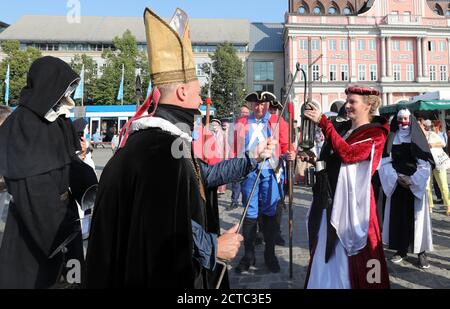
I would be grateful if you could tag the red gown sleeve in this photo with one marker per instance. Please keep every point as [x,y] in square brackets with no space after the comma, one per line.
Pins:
[284,136]
[350,154]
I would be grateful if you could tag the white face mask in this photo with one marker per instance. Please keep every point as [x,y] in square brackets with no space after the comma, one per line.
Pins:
[63,107]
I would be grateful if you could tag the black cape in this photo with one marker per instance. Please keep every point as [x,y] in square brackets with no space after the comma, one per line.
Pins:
[141,233]
[35,159]
[404,160]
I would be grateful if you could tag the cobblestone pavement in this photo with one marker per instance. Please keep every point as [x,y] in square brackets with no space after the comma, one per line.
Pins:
[406,275]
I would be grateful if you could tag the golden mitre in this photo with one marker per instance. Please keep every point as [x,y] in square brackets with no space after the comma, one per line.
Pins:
[169,48]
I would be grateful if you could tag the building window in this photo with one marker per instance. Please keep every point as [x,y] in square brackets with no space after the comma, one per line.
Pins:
[432,73]
[410,72]
[408,45]
[332,10]
[263,71]
[302,10]
[333,73]
[362,72]
[395,45]
[373,72]
[444,75]
[265,87]
[317,10]
[397,71]
[199,69]
[332,44]
[315,44]
[361,45]
[316,72]
[344,72]
[303,44]
[304,67]
[344,45]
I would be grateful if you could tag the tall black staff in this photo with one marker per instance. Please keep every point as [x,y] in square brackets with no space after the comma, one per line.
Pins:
[244,214]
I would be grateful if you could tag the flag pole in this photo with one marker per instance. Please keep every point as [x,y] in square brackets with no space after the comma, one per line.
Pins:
[123,82]
[7,85]
[82,87]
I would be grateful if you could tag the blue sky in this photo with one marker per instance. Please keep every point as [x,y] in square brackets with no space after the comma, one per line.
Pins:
[253,10]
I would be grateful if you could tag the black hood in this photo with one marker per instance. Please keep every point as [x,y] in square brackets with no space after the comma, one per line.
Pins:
[29,144]
[419,144]
[47,81]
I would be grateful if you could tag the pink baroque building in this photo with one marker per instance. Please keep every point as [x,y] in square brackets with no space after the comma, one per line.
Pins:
[400,47]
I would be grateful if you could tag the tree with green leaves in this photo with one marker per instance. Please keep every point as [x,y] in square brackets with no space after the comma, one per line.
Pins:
[90,74]
[227,88]
[19,62]
[126,53]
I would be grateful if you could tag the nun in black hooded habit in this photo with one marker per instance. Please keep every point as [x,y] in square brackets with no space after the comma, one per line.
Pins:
[38,147]
[404,174]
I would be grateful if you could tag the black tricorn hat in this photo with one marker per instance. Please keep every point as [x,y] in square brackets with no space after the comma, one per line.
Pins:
[276,104]
[260,97]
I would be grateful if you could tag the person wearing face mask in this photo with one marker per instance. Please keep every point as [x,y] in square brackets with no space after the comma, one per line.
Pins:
[38,146]
[404,174]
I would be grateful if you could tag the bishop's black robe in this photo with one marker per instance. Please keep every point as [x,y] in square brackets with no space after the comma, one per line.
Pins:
[141,234]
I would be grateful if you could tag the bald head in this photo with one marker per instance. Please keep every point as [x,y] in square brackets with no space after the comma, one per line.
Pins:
[183,95]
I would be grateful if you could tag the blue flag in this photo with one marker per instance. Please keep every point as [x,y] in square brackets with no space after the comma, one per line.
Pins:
[120,94]
[7,86]
[80,89]
[149,89]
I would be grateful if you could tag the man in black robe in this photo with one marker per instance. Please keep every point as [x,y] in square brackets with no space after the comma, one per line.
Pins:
[155,221]
[38,144]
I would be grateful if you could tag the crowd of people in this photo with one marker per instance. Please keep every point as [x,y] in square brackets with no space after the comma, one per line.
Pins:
[156,217]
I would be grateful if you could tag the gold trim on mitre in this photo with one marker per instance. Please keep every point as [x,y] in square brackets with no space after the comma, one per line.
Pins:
[170,53]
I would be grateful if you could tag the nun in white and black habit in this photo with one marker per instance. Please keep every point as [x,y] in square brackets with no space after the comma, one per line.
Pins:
[404,173]
[38,147]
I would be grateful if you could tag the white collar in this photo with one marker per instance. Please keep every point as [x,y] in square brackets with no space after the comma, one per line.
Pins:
[156,122]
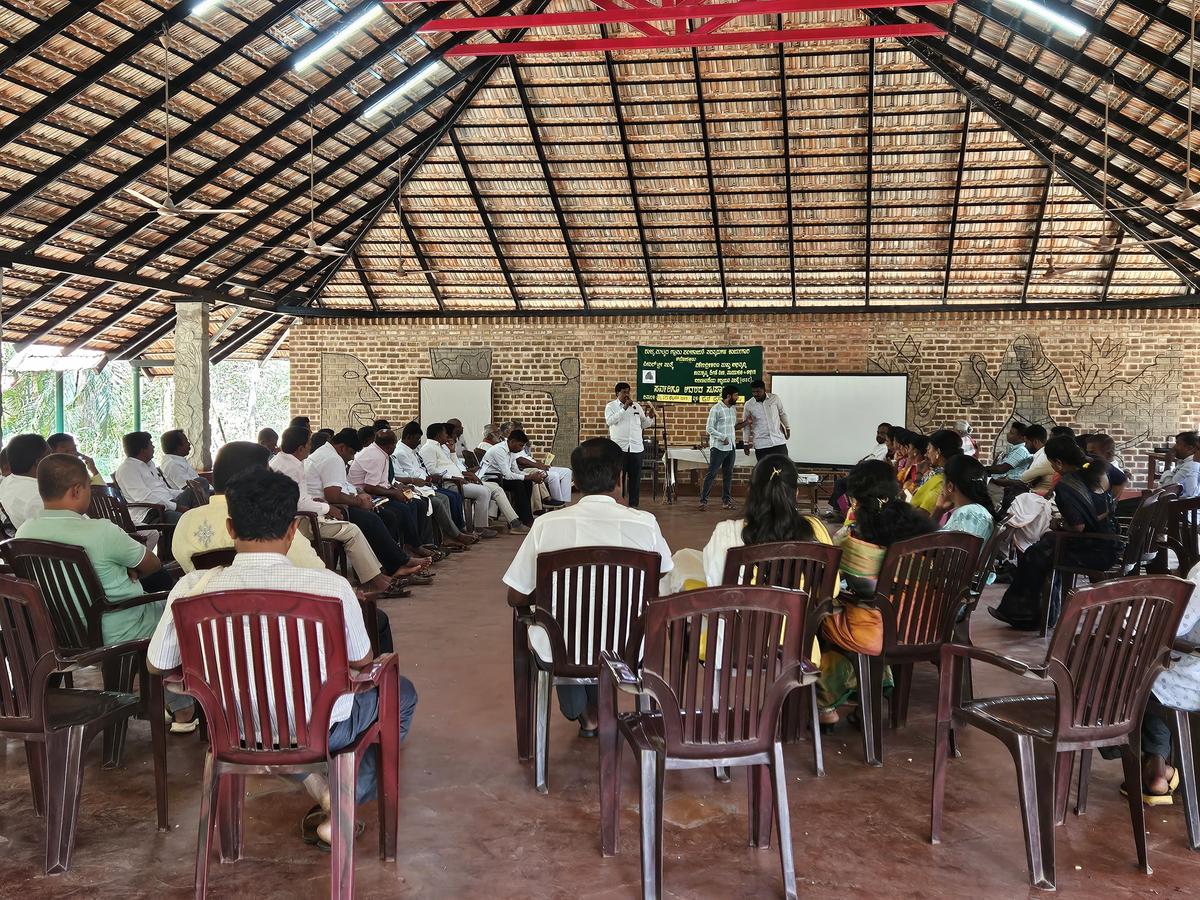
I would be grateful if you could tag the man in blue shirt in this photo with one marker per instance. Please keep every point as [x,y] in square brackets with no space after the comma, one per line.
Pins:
*-*-*
Can you rewrite the stretch from the line containing "man in blue" through the end of the data as a JSON list of strings, with one string per line and any blank lines left out?

WRITTEN REPLY ▸
[
  "I would be grateful if you could tag the man in blue shirt in this photo with one marker per instance. Please keep every point as [x,y] in square brackets with no space after the comma, one per line.",
  "Pins:"
]